What to produce: Rewrite all the rows below, changing "lane-count log" to "site survey log" and keeping everything else unchanged.

Exercise data:
○ ○ ○ ○ ○ ○ ○

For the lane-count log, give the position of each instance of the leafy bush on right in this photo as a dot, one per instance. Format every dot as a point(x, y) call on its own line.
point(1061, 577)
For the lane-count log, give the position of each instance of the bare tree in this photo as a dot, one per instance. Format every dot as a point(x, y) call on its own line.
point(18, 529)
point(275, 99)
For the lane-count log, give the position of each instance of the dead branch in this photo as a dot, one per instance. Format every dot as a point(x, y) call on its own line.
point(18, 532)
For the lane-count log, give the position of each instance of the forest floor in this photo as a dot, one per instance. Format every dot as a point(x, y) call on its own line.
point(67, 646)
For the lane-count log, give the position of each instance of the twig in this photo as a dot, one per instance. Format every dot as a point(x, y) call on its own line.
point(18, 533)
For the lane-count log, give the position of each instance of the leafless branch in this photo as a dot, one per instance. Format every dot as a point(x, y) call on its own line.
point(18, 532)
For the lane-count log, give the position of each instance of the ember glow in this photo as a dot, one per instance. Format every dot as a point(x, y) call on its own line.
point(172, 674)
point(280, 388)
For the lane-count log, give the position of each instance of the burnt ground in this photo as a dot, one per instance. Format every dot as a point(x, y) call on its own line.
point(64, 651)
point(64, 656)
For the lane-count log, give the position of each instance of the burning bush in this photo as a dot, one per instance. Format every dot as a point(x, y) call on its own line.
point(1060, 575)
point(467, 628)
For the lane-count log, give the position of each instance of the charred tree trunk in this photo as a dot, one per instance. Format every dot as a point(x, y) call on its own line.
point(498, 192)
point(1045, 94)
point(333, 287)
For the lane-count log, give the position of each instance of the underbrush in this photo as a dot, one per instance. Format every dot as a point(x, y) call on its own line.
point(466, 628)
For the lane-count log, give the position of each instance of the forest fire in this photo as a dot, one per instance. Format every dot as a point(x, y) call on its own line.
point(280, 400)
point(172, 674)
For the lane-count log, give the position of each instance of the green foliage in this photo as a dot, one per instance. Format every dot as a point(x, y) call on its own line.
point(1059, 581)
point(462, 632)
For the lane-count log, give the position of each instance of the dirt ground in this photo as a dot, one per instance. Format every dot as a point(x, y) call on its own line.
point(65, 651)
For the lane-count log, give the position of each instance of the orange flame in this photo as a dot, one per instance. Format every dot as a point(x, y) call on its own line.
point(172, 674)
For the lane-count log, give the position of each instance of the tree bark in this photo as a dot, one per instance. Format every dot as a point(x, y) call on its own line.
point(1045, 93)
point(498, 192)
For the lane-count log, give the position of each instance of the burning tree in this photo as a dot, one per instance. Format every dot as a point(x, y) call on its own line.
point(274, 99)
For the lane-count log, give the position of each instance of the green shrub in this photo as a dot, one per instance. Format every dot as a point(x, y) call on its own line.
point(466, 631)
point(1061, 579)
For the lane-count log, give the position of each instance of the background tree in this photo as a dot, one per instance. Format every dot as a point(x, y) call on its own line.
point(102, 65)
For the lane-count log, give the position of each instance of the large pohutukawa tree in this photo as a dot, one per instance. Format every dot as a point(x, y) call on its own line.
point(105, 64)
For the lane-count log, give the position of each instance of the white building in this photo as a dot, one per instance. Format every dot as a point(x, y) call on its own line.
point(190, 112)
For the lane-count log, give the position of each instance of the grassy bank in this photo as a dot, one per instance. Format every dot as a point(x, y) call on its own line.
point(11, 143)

○ ○ ○ ○ ○ ○ ○

Answer in full:
For the site survey log, give the position of each instance of the leafy bush on right in this photo as a dot, one per instance. Format every dot as a point(x, y) call on its own line.
point(1061, 577)
For the site survey log, give the position of each instance of the bare tree in this photo as a dot, one per instance. Format every dot as a point(x, y) call on its own line.
point(18, 529)
point(275, 99)
For the site survey log, give the position of each instance of the dead branch in this photo as a dot, one per instance. Format every dot as a point(x, y) call on its own line.
point(18, 532)
For the site survey log, give the position of each instance of the forest floor in this photo as a dot, one per instance. Format every dot as a point(x, y) call on its own line.
point(67, 646)
For the site survey log, give the position of each instance of the twig in this photo as a dot, one per instance. Format every dot as a point(x, y) call on its own line.
point(18, 533)
For the site survey log, give the position of each instance of the leafless branch in this photo as a dot, one per instance. Format every dot as a point(x, y) call on its own line.
point(18, 532)
For the site survey log, give the position of each instance of the ember glow in this photo as a dot, one per instance. Format every dot as a point(x, y) call on its own line.
point(172, 674)
point(280, 388)
For the site survey log, give the position of each instance of the burnt ground in this photo as a dot, one per instance. Format every dot as a point(x, y) call on its own line.
point(64, 651)
point(64, 656)
For the site survey log, give the position of each instance of the burning bush in this photo as a dot, one per instance. Format every dot as a point(x, y) call on its own line.
point(1060, 575)
point(467, 628)
For the site survey log, give the position of each instance of the charred tree trunk in this photo as a dot, one per instance. Format every dot as a point(x, y) call on its own line.
point(498, 192)
point(1045, 94)
point(333, 287)
For the site survey log, give the position of each instance of the underbrush in this photo as a dot, one per instance. Format every dot as a point(x, y) call on its own line.
point(466, 628)
For the site survey log, give the position of each instance of the forest fire in this photo as a dot, one per instance. Format every dot as a point(x, y) call on its own line.
point(280, 400)
point(172, 674)
For the site survey log, give the position of each instance of the green foliage in this photo as a dot, one per instance. Format every dot as a point(x, y) call on its own line.
point(1059, 581)
point(462, 632)
For the site survey log, give the position of each instance of the dirt ground in this photo as a dot, one per instance. Format every dot as a point(x, y) call on its own line.
point(65, 651)
For the site survey log, give the position of each instance of the orange flame in this photo as a dot, one per instance. Format every dot as a point(x, y) call on its own line.
point(172, 674)
For the site survey log, give the position of each instance of the tree bark in this photo as a dot, one per instance. Format every dot as a point(x, y) call on its own line.
point(1045, 93)
point(498, 192)
For the site survey log, give the position of each instance of the burning tree in this photo as a dot, one per instance. Format every dot as a point(x, y) call on its own line.
point(274, 99)
For the site survey log, give the position of each instance of the green shrub in this photo as a dot, one per instance. Format every dot as a point(x, y) call on its own line.
point(466, 631)
point(1061, 579)
For the site survey log, give the position of each instance of the background tree in this photo as a dot, one per instance. Format every dot as a point(x, y) call on its own line.
point(102, 65)
For the site survey log, give the position of each instance of the large pohutukawa tree in this photo as a dot, one per instance. Format every dot as a point(x, y) call on its own line.
point(105, 64)
For the site survey log, give the position of each instance of the white building in this photo as a dot, one per instance. Format every dot as a point(x, y) call on its own line.
point(190, 112)
For the site survey log, give the position of each instance of the grassy bank in this photo as a dot, one per instance. Format every dot as a point(x, y) call on its own line.
point(11, 143)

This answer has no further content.